Exercise task:
Reproduce the committee debate excerpt below in full, word for word.

Source extract:
(9 years ago)
General CommitteesI beg to move,
That the Committee has considered the draft Representation of the People (England and Wales) (Amendment) (No. 2) Regulations 2015.
With this it will be convenient to consider the draft Representation of the People (Scotland) (Amendment) (No. 2) Regulations 2015. I will ask the Minister to speak to both the instruments. At the end of the debate, I will put the question on the first motion and ask the Minister to move the remaining motion formally.
On a point of order, Mr Hamilton. I am in favour of discussing both statutory instruments together; it is commendably efficient, and I support both of them. However, under the amendment to the Standing Orders made last week concerning English votes for English laws, is it appropriate for me, as a Scottish Member, to participate in a decision about statutory instruments pertaining to England and Wales?
I am advised that the changes have not had any effect on delegated legislation Committees thus far, so every Member is entitled to vote on every delegated legislation Committee for the time being—and, of course, we are debating an amendment for Scotland as well.

Material:
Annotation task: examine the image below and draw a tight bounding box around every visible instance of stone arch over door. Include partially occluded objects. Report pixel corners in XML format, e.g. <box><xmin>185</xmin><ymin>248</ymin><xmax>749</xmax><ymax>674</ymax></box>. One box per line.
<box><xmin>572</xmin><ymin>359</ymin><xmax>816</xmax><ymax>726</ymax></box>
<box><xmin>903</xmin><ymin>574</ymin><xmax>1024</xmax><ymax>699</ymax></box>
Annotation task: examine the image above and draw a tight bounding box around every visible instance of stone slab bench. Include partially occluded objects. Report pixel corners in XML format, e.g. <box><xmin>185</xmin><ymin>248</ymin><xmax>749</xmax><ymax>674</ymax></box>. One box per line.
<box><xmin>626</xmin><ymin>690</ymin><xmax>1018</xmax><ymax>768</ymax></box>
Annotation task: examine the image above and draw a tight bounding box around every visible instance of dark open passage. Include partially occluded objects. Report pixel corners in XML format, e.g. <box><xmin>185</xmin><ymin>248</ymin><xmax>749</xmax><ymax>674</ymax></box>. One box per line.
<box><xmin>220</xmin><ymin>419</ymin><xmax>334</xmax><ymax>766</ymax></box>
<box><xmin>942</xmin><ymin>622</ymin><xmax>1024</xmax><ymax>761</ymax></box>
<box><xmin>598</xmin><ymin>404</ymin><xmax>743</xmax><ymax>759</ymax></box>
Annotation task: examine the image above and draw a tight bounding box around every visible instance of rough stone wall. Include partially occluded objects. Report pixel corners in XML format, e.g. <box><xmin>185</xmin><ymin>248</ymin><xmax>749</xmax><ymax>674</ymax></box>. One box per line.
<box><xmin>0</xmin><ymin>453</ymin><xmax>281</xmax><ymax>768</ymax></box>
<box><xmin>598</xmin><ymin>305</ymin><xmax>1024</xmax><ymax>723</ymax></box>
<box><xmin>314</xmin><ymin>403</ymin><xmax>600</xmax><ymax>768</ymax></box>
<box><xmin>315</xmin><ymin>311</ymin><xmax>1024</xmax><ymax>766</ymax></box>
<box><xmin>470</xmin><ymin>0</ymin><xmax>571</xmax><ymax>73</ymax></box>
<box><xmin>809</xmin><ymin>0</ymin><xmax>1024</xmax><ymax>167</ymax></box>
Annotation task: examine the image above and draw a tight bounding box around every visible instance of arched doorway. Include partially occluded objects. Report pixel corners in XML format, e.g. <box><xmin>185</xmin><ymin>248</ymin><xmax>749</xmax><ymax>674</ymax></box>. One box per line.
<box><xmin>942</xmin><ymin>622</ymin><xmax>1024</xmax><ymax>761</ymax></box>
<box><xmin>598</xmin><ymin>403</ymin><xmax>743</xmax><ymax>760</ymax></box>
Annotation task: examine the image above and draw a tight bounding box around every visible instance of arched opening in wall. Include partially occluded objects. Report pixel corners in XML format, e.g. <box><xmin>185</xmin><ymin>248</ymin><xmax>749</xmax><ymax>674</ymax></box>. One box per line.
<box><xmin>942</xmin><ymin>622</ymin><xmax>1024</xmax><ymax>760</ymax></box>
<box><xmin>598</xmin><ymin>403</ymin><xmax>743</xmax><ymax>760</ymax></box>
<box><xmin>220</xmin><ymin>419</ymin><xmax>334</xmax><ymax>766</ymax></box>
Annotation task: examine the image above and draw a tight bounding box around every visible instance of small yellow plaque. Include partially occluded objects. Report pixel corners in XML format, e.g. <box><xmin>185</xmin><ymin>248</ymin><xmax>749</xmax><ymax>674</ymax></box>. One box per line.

Output for this task:
(9 years ago)
General CommitteesI beg to move,
That the Committee has considered the draft Representation of the People (England and Wales) (Amendment) (No. 2) Regulations 2015.
With this it will be convenient to consider the draft Representation of the People (Scotland) (Amendment) (No. 2) Regulations 2015. I will ask the Minister to speak to both the instruments. At the end of the debate, I will put the question on the first motion and ask the Minister to move the remaining motion formally.
On a point of order, Mr Hamilton. I am in favour of discussing both statutory instruments together; it is commendably efficient, and I support both of them. However, under the amendment to the Standing Orders made last week concerning English votes for English laws, is it appropriate for me, as a Scottish Member, to participate in a decision about statutory instruments pertaining to England and Wales?
I am advised that the changes have not had any effect on delegated legislation Committees thus far, so every Member is entitled to vote on every delegated legislation Committee for the time being—and, of course, we are debating an amendment for Scotland as well.